Rescale the entries between the line containing "One point per instance of the cross" and the line containing "pixel 549 370", inclusive, and rewrite only those lines in full, requests included. Multiply each pixel coordinate in the answers by 1.15 and round to a whole number, with halves rounded up, leaving the requests and their sample coordinates unchanged.

[Object point labels]
==============================

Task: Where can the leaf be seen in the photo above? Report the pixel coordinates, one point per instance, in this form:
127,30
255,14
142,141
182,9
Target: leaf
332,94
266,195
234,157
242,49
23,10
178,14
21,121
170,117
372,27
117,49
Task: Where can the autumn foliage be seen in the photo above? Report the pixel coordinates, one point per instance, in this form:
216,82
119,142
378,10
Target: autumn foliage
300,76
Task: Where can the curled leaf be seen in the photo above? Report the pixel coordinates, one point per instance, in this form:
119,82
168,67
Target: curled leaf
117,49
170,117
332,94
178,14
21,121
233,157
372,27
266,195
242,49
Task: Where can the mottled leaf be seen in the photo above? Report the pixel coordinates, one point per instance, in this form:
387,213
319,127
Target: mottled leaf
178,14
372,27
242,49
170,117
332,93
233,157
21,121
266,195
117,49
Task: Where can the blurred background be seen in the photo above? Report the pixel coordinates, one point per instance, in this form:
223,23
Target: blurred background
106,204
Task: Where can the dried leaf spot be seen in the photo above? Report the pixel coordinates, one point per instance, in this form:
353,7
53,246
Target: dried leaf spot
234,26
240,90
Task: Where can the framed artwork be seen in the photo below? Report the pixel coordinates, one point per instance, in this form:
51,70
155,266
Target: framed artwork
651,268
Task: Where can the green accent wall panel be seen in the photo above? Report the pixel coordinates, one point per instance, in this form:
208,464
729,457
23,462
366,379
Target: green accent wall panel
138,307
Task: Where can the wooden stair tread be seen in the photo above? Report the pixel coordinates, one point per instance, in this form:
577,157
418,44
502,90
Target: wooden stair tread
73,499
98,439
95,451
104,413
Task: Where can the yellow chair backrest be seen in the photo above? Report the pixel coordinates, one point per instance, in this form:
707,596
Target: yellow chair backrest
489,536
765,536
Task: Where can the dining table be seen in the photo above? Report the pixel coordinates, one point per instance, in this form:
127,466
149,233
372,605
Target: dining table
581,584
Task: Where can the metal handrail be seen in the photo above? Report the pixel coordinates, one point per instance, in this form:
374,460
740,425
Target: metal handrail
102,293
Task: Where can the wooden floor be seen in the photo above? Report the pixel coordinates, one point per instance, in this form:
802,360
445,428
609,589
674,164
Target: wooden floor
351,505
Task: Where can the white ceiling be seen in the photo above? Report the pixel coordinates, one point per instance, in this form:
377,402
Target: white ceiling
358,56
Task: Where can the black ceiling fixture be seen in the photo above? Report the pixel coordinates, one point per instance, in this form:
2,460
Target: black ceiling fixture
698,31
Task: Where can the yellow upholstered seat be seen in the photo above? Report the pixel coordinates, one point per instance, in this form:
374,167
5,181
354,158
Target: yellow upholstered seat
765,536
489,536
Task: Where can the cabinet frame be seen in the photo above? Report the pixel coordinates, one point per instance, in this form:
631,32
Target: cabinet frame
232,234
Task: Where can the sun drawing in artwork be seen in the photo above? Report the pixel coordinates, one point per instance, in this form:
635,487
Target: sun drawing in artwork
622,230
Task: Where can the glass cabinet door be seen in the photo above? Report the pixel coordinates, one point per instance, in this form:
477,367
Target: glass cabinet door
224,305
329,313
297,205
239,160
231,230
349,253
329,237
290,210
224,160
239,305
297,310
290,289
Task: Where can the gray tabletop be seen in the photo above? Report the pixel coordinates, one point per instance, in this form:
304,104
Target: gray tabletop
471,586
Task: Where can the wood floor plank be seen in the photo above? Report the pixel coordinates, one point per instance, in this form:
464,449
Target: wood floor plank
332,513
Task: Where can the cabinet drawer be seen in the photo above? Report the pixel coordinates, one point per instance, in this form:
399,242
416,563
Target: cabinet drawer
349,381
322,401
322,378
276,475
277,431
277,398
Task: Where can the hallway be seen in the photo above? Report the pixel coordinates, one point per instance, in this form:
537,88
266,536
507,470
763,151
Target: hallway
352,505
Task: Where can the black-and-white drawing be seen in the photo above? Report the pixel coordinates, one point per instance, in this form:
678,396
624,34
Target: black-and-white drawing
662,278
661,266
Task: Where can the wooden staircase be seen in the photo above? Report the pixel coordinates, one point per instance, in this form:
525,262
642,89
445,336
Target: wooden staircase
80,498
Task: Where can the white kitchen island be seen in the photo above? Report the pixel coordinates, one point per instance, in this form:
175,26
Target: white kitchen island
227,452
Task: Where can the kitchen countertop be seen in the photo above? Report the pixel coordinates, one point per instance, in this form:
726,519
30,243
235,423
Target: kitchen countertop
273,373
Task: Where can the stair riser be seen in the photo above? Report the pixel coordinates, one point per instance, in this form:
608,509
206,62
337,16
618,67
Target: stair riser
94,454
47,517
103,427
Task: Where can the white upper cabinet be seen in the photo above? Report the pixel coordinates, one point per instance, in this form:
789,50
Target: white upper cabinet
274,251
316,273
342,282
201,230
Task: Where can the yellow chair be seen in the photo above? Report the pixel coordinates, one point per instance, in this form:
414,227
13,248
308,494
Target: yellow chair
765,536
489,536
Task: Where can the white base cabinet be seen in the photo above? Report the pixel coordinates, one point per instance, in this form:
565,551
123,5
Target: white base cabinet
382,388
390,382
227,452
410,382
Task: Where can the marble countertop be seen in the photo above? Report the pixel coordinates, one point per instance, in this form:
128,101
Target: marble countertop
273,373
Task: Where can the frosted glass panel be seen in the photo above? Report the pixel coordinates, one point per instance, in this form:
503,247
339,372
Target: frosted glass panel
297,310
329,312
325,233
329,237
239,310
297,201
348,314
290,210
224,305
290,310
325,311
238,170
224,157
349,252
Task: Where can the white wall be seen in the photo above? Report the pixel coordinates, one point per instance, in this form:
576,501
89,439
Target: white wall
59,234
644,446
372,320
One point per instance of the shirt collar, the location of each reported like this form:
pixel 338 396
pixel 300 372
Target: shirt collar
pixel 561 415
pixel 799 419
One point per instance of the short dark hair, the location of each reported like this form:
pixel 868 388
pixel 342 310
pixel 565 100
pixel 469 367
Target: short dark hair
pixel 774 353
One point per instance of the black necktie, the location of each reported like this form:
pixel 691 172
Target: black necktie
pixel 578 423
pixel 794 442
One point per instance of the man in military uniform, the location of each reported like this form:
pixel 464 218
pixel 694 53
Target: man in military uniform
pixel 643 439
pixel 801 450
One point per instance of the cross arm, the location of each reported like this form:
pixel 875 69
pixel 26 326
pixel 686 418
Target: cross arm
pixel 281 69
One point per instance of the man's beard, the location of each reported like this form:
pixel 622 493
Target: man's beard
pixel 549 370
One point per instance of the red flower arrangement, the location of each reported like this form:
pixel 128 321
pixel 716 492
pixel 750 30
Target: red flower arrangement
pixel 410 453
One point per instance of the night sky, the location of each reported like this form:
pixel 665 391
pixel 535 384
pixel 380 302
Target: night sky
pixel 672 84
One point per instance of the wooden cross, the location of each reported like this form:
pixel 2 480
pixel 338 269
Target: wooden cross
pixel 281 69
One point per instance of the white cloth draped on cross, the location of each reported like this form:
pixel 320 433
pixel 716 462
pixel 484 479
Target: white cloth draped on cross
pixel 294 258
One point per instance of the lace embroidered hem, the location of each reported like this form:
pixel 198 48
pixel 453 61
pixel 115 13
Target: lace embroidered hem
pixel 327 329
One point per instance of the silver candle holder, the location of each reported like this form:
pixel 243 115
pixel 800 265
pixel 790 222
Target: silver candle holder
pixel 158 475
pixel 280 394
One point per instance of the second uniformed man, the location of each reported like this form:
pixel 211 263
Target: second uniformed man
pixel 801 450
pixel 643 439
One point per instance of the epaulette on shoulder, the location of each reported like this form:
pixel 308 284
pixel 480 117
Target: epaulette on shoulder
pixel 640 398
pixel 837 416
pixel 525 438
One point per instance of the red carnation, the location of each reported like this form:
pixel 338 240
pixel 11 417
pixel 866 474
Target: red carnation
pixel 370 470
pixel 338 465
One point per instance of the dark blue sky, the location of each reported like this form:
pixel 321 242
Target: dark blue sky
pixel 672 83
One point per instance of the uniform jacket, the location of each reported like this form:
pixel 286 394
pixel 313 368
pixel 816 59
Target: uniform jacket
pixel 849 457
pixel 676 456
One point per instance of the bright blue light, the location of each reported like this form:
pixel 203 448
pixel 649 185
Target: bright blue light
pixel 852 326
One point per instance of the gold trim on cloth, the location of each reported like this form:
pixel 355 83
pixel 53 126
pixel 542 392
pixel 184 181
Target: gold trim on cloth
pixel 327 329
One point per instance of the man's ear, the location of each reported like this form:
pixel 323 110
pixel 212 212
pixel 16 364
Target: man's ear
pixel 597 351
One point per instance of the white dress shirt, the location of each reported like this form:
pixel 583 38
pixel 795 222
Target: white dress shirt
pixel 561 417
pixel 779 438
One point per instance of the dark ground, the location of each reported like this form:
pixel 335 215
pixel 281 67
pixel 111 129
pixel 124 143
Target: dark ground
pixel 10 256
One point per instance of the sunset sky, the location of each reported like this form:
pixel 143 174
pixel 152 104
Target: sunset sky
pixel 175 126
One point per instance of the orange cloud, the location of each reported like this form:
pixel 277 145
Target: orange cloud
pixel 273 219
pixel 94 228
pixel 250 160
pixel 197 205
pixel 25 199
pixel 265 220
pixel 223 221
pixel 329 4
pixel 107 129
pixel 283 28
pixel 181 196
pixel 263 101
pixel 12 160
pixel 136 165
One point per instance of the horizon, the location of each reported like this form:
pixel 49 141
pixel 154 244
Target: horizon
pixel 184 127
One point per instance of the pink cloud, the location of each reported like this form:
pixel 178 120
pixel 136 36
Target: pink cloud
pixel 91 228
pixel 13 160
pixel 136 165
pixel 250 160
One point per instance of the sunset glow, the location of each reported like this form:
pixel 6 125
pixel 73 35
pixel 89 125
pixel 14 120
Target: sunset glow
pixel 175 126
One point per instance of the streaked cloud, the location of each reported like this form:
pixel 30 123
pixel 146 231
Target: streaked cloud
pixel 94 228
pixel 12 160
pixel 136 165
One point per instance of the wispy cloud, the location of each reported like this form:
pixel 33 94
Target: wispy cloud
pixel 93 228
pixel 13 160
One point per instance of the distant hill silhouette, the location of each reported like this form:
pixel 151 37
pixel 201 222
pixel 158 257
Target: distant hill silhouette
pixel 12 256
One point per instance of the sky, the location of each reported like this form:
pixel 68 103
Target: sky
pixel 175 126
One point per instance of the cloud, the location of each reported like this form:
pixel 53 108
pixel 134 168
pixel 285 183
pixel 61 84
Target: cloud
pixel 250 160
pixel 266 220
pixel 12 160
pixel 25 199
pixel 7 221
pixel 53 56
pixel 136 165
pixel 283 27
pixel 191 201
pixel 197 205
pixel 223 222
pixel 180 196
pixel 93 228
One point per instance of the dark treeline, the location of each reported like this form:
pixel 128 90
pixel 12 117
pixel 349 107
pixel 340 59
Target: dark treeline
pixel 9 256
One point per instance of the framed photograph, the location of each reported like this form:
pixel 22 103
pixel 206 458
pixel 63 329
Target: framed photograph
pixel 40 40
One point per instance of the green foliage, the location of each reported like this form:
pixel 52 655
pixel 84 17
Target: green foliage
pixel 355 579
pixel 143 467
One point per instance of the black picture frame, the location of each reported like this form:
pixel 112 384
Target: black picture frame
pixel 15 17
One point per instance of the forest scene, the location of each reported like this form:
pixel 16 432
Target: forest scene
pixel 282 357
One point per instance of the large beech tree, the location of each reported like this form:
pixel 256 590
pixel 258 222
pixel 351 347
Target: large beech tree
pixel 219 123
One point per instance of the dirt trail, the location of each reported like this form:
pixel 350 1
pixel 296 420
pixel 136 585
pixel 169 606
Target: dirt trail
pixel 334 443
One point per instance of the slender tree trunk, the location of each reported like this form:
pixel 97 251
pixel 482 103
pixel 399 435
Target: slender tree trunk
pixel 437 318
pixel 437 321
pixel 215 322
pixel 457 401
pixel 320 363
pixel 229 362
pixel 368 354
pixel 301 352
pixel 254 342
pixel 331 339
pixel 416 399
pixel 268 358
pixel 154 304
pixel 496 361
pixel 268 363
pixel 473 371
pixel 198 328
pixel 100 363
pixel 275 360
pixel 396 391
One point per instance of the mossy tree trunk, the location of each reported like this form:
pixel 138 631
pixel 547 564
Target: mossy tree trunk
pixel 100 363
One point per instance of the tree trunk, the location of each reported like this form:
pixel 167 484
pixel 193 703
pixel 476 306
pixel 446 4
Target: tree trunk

==============================

■ THE SOLUTION
One point per instance of the cross arm, the location of each reported like this form:
pixel 875 69
pixel 26 326
pixel 686 418
Target: cross arm
pixel 323 79
One point per instance of the man's beard, the location of each reported like this form:
pixel 622 493
Target: man's beard
pixel 631 426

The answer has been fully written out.